== Extract ==
January 27, 20269 min read

Three shifts that move incentive travel from experience to evidence and position it as strategy.

(Part 2 of a series exploring how incentive travel moves from experience to outcome.)

There’s nothing quite like seeing it all come together. Every surprise landed, every detail held, and the energy never dropped. The satisfaction scores back it up, but even without them, you already know: the team delivered something extraordinary. It’s hard not to feel proud of what we create.

For years, we’ve often considered that unforgettable experience to be the outcome. But if we pause to think about it, the experience is the mechanism, the spark that leads to something much greater within an organization.

When we can articulate, in tangible terms, what incentive travel ultimately delivers, the work we do gains new credibility in the rooms where budgets are set and priorities decided.

Framing our work in this way doesn’t take away from the magic, it reveals its meaning.

If we describe what happened, it lands as a memory.
If we describe what changed, it lands as strategy.

That’s where the next step begins: learning how to tell our stories so they land as business impact, not just beautiful experiences.

Let’s look at how that translates in practice and how two versions of the same program can sound entirely different.

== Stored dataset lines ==
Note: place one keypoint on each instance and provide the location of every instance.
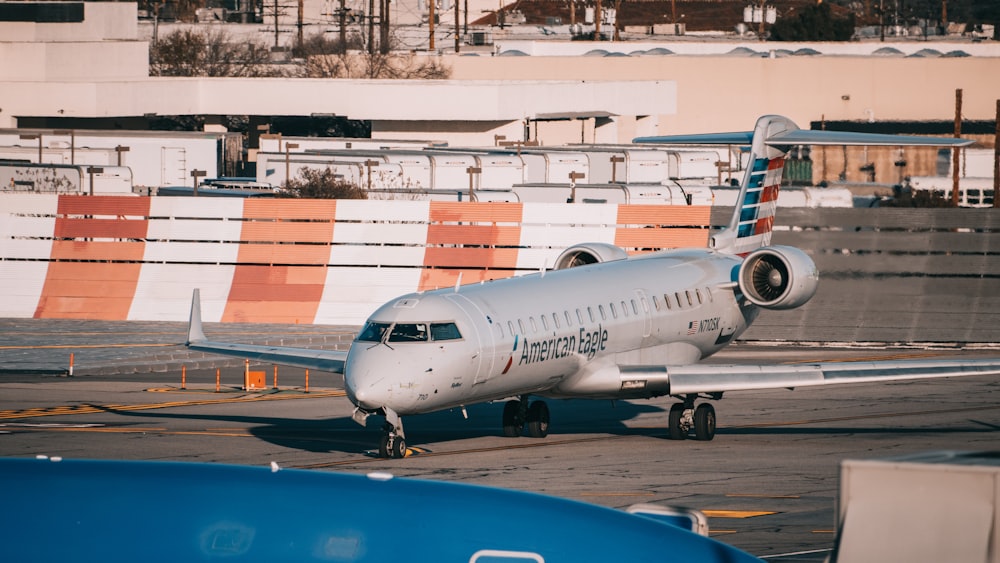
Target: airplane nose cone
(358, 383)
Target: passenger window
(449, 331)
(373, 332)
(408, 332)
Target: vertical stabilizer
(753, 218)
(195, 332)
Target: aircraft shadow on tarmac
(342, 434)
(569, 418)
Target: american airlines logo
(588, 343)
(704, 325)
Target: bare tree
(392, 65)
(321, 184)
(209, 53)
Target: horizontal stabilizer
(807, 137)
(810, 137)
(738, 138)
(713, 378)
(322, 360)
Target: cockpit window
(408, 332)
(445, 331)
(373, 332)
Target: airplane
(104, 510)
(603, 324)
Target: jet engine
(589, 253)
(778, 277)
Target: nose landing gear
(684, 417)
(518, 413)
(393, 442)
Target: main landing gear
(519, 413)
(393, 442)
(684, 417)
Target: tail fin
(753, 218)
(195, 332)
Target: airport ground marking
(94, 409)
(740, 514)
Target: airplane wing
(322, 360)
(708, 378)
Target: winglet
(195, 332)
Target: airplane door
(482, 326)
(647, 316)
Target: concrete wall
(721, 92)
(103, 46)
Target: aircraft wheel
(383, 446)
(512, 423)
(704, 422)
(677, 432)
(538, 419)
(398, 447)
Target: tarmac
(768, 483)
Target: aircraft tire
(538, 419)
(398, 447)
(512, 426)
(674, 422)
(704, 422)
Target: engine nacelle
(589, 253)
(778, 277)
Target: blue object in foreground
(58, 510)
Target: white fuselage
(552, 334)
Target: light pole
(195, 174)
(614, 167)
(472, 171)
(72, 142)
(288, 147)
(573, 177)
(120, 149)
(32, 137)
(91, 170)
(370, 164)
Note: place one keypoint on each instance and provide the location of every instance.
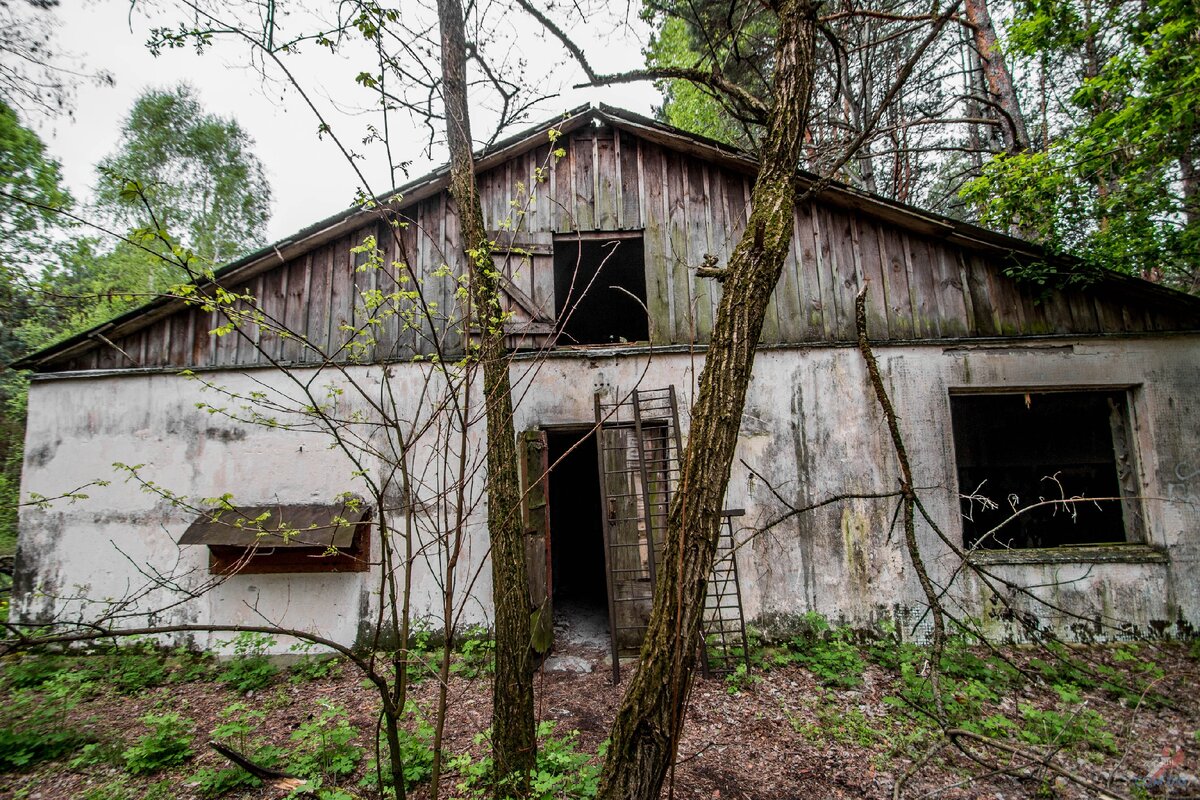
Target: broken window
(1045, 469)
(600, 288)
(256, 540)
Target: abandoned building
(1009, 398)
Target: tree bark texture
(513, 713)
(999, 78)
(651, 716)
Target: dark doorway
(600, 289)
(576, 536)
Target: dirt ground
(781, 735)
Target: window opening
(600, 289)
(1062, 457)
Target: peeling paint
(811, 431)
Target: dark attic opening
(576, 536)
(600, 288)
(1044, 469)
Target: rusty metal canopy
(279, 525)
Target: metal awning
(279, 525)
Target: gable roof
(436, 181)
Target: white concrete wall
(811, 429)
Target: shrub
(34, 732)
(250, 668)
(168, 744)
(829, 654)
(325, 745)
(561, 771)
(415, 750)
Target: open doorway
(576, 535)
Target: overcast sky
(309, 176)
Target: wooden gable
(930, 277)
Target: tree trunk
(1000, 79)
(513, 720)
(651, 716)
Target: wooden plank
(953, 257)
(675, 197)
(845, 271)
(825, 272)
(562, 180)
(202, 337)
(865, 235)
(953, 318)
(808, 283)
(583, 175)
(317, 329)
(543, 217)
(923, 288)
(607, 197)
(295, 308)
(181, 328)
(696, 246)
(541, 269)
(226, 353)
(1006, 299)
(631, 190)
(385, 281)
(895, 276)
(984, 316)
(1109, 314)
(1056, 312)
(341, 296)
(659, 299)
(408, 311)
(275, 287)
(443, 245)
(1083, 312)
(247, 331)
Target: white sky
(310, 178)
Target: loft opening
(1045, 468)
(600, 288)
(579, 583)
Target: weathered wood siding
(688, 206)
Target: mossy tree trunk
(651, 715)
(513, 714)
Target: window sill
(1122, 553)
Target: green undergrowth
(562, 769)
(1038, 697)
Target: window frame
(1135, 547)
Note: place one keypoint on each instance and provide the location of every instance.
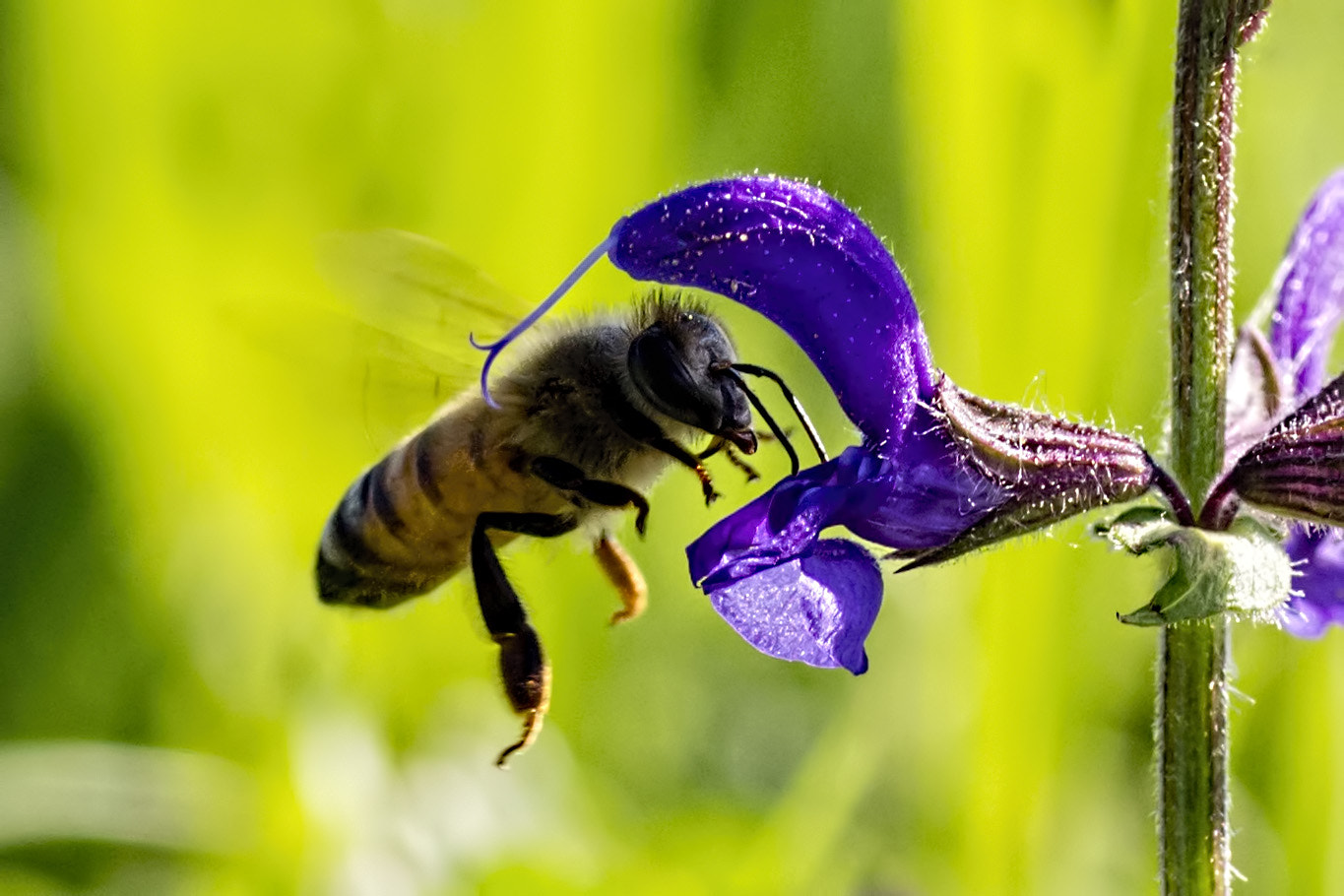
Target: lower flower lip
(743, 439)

== Problems to work on ==
1 > Extract the portion of the incentive travel piece starting with "For years, we’ve" and going on through "within an organization.".
2 > The sentence in the incentive travel piece that begins "Every surprise landed" describes the event coming together. List each thing it says went right.

== Exercise answers ==
1 >
For years, we’ve often considered that unforgettable experience to be the outcome. But if we pause to think about it, the experience is the mechanism, the spark that leads to something much greater within an organization.

2 >
- Every surprise landed.
- Every detail held.
- The energy never dropped.